*** DATA TO USE ***

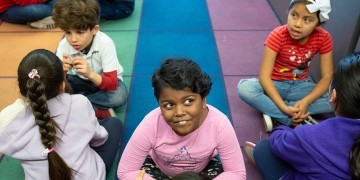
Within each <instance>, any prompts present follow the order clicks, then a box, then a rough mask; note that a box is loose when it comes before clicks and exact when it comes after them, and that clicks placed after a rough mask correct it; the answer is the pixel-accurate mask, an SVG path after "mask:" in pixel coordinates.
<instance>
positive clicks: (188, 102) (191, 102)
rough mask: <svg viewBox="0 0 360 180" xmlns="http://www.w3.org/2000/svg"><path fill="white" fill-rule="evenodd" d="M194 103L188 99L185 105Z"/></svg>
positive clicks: (189, 104) (185, 102)
mask: <svg viewBox="0 0 360 180" xmlns="http://www.w3.org/2000/svg"><path fill="white" fill-rule="evenodd" d="M193 102H194V100H192V99H186V100H185V102H184V104H185V105H191V104H192V103H193Z"/></svg>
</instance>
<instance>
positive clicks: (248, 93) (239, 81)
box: [237, 78, 259, 100]
mask: <svg viewBox="0 0 360 180" xmlns="http://www.w3.org/2000/svg"><path fill="white" fill-rule="evenodd" d="M258 84H259V81H258V80H257V79H256V78H252V79H241V80H240V81H239V83H238V86H237V88H238V94H239V97H240V98H241V99H243V100H250V99H252V98H253V97H254V94H255V93H256V91H257V89H258V87H257V86H259V85H258Z"/></svg>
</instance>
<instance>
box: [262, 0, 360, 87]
mask: <svg viewBox="0 0 360 180" xmlns="http://www.w3.org/2000/svg"><path fill="white" fill-rule="evenodd" d="M330 2H331V7H332V11H331V12H330V14H329V17H330V21H328V22H327V23H326V24H325V25H324V26H323V27H324V28H325V29H326V30H328V31H329V32H330V33H331V35H332V37H333V42H334V50H333V52H334V65H336V64H337V62H338V61H339V60H340V59H341V58H342V57H344V56H346V55H347V54H349V53H352V52H354V51H355V50H357V51H360V45H359V44H360V42H359V34H360V8H359V7H360V0H331V1H330ZM268 3H269V4H270V6H271V7H272V9H273V10H274V12H275V14H276V16H277V17H278V19H279V21H280V23H281V24H285V23H286V20H287V11H288V7H289V3H290V0H268ZM318 59H319V56H315V58H314V60H313V62H312V67H311V74H312V76H313V78H314V79H315V80H318V79H319V78H320V70H319V61H318Z"/></svg>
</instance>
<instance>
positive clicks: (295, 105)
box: [292, 100, 310, 122]
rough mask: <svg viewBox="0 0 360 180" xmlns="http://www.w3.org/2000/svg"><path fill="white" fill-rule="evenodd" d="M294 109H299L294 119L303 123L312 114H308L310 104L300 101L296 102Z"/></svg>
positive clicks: (294, 105) (294, 119)
mask: <svg viewBox="0 0 360 180" xmlns="http://www.w3.org/2000/svg"><path fill="white" fill-rule="evenodd" d="M294 107H296V108H299V111H298V112H297V113H296V115H295V116H293V117H292V119H293V120H296V121H300V122H301V121H303V120H304V119H306V118H307V117H308V116H309V114H310V113H309V112H307V107H308V104H307V103H306V102H304V101H302V100H300V101H298V102H296V104H295V105H294Z"/></svg>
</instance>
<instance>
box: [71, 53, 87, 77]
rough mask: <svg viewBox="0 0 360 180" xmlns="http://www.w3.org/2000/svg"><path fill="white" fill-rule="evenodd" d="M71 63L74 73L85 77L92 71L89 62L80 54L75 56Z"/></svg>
mask: <svg viewBox="0 0 360 180" xmlns="http://www.w3.org/2000/svg"><path fill="white" fill-rule="evenodd" d="M72 64H73V65H74V68H75V71H76V73H79V74H81V75H83V76H84V77H86V78H88V77H89V75H90V74H91V72H92V71H91V69H90V67H89V64H88V63H87V61H86V60H85V59H84V58H83V57H82V56H76V57H75V58H74V60H73V61H72Z"/></svg>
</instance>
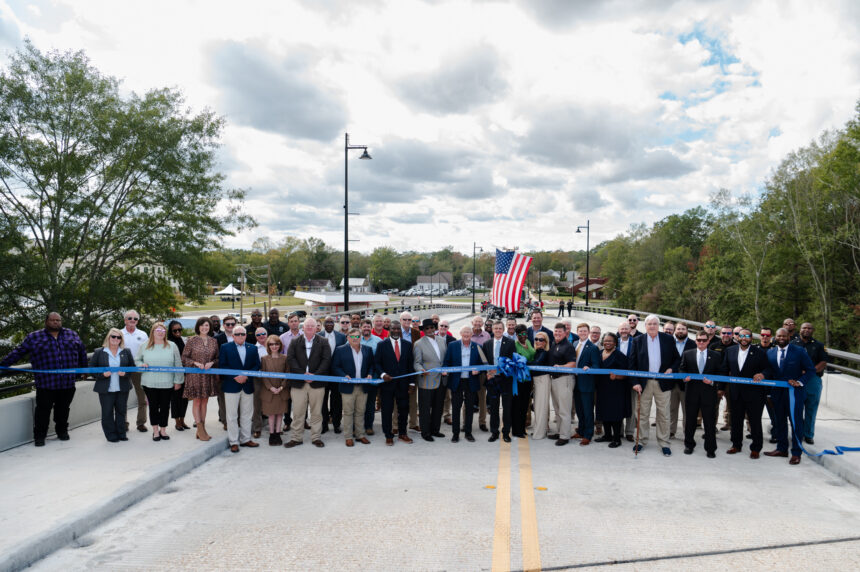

*** End of DATA TO USE ***

YOUR TASK:
A word-for-word transcription of the entries above, free of images, is what is wanted.

SOLVED PROBLEM:
Within each <instance>, any prompts present follow the order clicks, then a box, then a rough mask; note that a box is loose when it comes before clicks and exact when it comes after them, and that clicks placed after a rough mask correct it; the answer is the pixel-accurate mask, an SVG path after "mask:" in pixel coordinates.
<instance>
positive clicks: (188, 102) (191, 102)
rough mask: <svg viewBox="0 0 360 180" xmlns="http://www.w3.org/2000/svg"><path fill="white" fill-rule="evenodd" d="M194 103L188 99L185 105Z"/></svg>
positive clicks: (189, 104) (185, 102)
mask: <svg viewBox="0 0 360 180" xmlns="http://www.w3.org/2000/svg"><path fill="white" fill-rule="evenodd" d="M193 102H194V100H192V99H186V100H185V102H184V104H185V105H191V104H192V103H193Z"/></svg>
</instance>
<instance>
positive clicks: (248, 93) (239, 81)
box: [237, 78, 259, 100]
mask: <svg viewBox="0 0 360 180" xmlns="http://www.w3.org/2000/svg"><path fill="white" fill-rule="evenodd" d="M258 84H259V81H258V80H257V79H256V78H252V79H241V80H240V81H239V83H238V86H237V88H238V94H239V97H240V98H241V99H243V100H250V99H252V98H253V97H254V94H255V93H256V91H257V89H258V87H257V86H259V85H258Z"/></svg>
</instance>
<instance>
box: [262, 0, 360, 87]
mask: <svg viewBox="0 0 360 180" xmlns="http://www.w3.org/2000/svg"><path fill="white" fill-rule="evenodd" d="M330 2H331V7H332V11H331V12H330V14H329V17H330V21H328V22H327V23H326V24H325V25H324V26H323V27H324V28H325V29H326V30H328V31H329V32H330V33H331V35H332V37H333V42H334V50H333V52H334V65H336V64H337V62H338V61H339V60H340V59H341V58H342V57H344V56H346V55H347V54H349V53H352V52H354V51H355V50H357V51H360V45H359V44H360V42H359V34H360V8H359V7H360V0H331V1H330ZM268 3H269V4H270V6H271V7H272V9H273V10H274V12H275V14H276V16H277V17H278V19H279V21H280V23H281V24H285V23H286V20H287V11H288V7H289V3H290V0H268ZM318 59H319V56H315V58H314V60H313V62H312V67H311V74H312V76H313V78H314V79H315V80H318V79H319V78H320V70H319V61H318Z"/></svg>
</instance>
<instance>
positive clicks: (295, 105)
box: [292, 100, 310, 122]
rough mask: <svg viewBox="0 0 360 180" xmlns="http://www.w3.org/2000/svg"><path fill="white" fill-rule="evenodd" d="M294 109H299L294 119L303 123L312 114H308L310 104L300 101L296 102Z"/></svg>
positive clicks: (294, 105) (294, 119)
mask: <svg viewBox="0 0 360 180" xmlns="http://www.w3.org/2000/svg"><path fill="white" fill-rule="evenodd" d="M294 107H296V108H299V111H298V112H297V113H296V115H295V116H293V117H292V119H293V120H296V121H300V122H301V121H303V120H304V119H306V118H307V117H308V116H309V114H310V113H309V112H307V107H308V104H307V103H306V102H304V101H302V100H300V101H298V102H296V104H295V105H294Z"/></svg>
</instance>
<instance>
box: [71, 53, 87, 77]
rough mask: <svg viewBox="0 0 360 180" xmlns="http://www.w3.org/2000/svg"><path fill="white" fill-rule="evenodd" d="M71 63L74 73L85 77L92 71L89 62L80 54L75 56Z"/></svg>
mask: <svg viewBox="0 0 360 180" xmlns="http://www.w3.org/2000/svg"><path fill="white" fill-rule="evenodd" d="M72 64H73V65H74V68H75V71H76V73H79V74H81V75H83V76H84V77H86V78H88V77H89V75H90V74H91V72H92V71H91V69H90V67H89V64H88V63H87V61H86V60H85V59H84V58H83V57H82V56H76V57H75V58H74V60H73V61H72Z"/></svg>
</instance>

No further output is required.